start Records provided
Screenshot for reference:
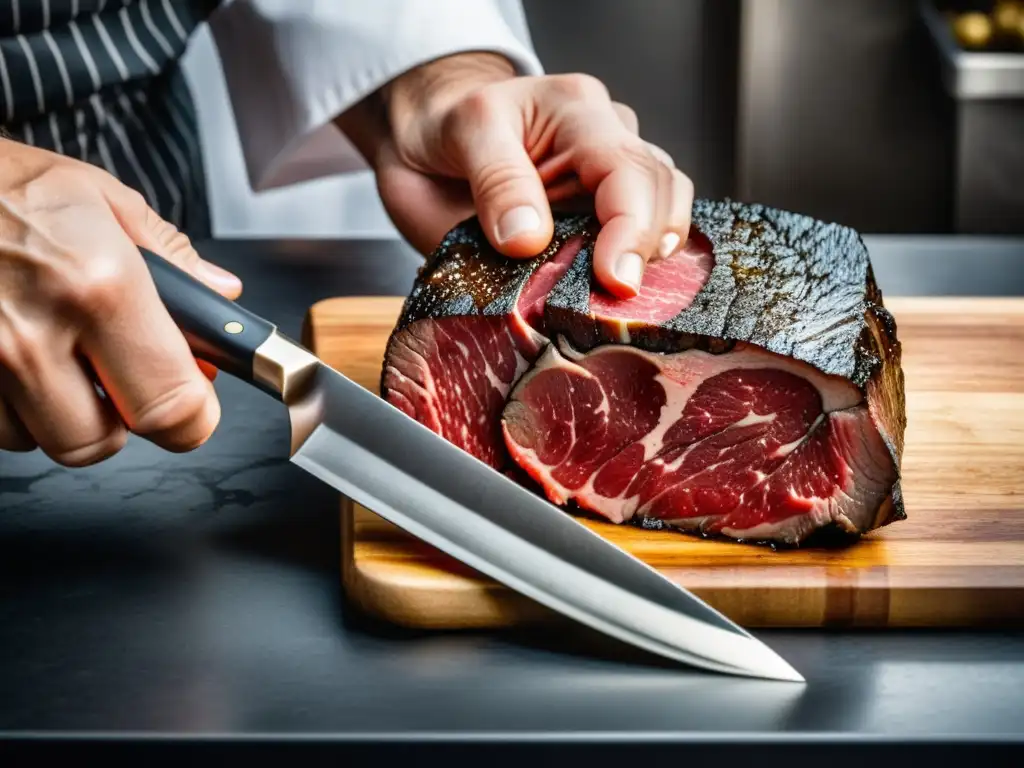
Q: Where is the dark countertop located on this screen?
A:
[0,237,1024,760]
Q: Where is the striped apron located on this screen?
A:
[0,0,218,239]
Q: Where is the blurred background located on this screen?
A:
[186,0,1024,238]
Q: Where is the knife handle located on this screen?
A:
[139,248,281,397]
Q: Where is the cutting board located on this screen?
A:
[304,297,1024,629]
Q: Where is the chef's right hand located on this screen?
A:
[0,139,242,467]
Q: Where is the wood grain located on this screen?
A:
[305,297,1024,629]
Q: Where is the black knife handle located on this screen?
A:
[139,248,278,394]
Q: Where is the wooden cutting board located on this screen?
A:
[304,297,1024,629]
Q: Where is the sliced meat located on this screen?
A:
[504,345,896,544]
[381,217,590,470]
[382,201,905,544]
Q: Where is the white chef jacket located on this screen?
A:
[203,0,543,207]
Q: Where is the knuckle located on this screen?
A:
[129,377,215,451]
[154,225,199,267]
[615,101,640,130]
[551,73,609,100]
[48,425,128,468]
[69,252,131,316]
[443,88,497,134]
[118,187,154,221]
[473,161,522,199]
[0,318,51,385]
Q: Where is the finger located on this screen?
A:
[611,101,640,135]
[449,95,554,257]
[377,150,473,256]
[647,141,676,168]
[0,335,127,467]
[101,179,242,301]
[103,177,242,381]
[579,135,672,298]
[657,170,693,259]
[0,399,36,452]
[61,187,226,452]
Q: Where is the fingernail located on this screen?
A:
[196,259,242,291]
[657,232,679,259]
[615,253,643,291]
[498,206,541,243]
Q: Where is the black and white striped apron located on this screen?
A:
[0,0,219,239]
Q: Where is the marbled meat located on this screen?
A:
[381,200,906,545]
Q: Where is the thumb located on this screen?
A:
[461,123,554,258]
[103,185,242,381]
[103,179,242,301]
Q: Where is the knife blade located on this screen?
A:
[140,249,804,682]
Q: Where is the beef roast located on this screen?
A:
[381,200,905,545]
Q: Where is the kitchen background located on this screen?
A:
[186,0,1024,238]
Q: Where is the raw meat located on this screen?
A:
[382,201,905,545]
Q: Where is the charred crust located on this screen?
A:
[381,200,906,548]
[396,214,593,330]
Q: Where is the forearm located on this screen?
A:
[210,0,542,189]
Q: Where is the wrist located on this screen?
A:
[381,52,516,125]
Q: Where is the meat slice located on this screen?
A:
[382,201,905,545]
[503,344,896,544]
[381,216,593,470]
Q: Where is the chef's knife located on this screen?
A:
[142,250,803,682]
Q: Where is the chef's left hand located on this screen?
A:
[338,53,693,298]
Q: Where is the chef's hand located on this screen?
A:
[0,139,242,466]
[338,53,693,298]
end Records provided
- _Given instruction_
Rewrite the rows from the start through the line that contains "[0,139,242,467]", changing "located" to "found" and keeping everything else the same; leave the pictures out.

- _Solution to this exercise_
Screenshot for reference:
Q: Where is the dark countertop found on this screen?
A:
[0,237,1024,760]
Q: Where is the striped apron found on this screen?
A:
[0,0,218,239]
Q: Where is the blurred background found on this screen?
A:
[186,0,1024,238]
Q: Where is the knife handle found on this screen?
A:
[139,248,281,397]
Q: Where is the cutting board found on this screen?
A:
[304,297,1024,629]
Q: Where is the chef's right hand found on this screen?
A:
[0,139,242,467]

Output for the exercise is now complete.